**PASSAGE GIVEN**:
On the old Ask Mr. Silver Age forum at CBGXtra.com I reviewed more than 40 volumes of the DC Showcase Presents series and kept track of upcoming volumes, based on listings at Amazon and on the DC Comics website. Craig has asked that I continue that here at the good Captain's board, so here we go. There's some good reading ahead for Silver Age fans, and also a couple of head-scratcher selections.
February 23, 2011
Showcase Presents: Justice League of America, Vol. 5
In this value-priced volume collecting stories from issues #84-106, The JLA battles BLACKEST NIGHT villain Solomon Grundy, meets Deadman, faces a cosmic vampire, and teams up with both The Justice Society of America and The Seven Soldiers of Victory.
March 23, 2011
Showcase Presents: The Witching Hour Vol 1
DC's mystery/horror series THE WITCHING HOUR is collected for the first time in a value-priced package featuring issues #1-21!

**REQUEST A**: Sum up the Showcase Presents post in two sentences.

**RECORDS SUPPLIED**:
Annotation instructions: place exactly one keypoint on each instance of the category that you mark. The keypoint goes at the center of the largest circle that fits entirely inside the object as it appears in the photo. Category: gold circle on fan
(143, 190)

--

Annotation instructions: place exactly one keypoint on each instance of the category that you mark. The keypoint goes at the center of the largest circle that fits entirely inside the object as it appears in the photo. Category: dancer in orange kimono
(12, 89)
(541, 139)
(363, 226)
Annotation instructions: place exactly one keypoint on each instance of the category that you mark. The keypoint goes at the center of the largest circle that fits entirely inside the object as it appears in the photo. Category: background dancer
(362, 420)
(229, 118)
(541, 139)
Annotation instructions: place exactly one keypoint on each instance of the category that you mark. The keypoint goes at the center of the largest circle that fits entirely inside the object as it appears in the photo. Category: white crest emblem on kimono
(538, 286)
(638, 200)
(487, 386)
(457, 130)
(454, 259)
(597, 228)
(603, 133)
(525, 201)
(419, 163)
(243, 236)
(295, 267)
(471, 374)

**REQUEST B**: Report every row above that contains the word "dancer" and copy each one in full. Case counts when matching.

**COMPLETE ANSWER A**: After reviewing more than 40 volumes of DC's Showcase Presents series on an earlier forum and tracking upcoming ones, the writer is continuing that work on the Captain's board at Craig's request. The post lists Showcase Presents: Justice League of America, Vol. 5, collecting issues #84-106, under February 23, 2011, and Showcase Presents: The Witching Hour Vol 1, collecting issues #1-21, under March 23, 2011.

**COMPLETE ANSWER B**:
Annotation instructions: place exactly one keypoint on each instance of the category that you mark. The keypoint goes at the center of the largest circle that fits entirely inside the object as it appears in the photo. Category: dancer in orange kimono
Annotation instructions: place exactly one keypoint on each instance of the category that you mark. The keypoint goes at the center of the largest circle that fits entirely inside the object as it appears in the photo. Category: background dancer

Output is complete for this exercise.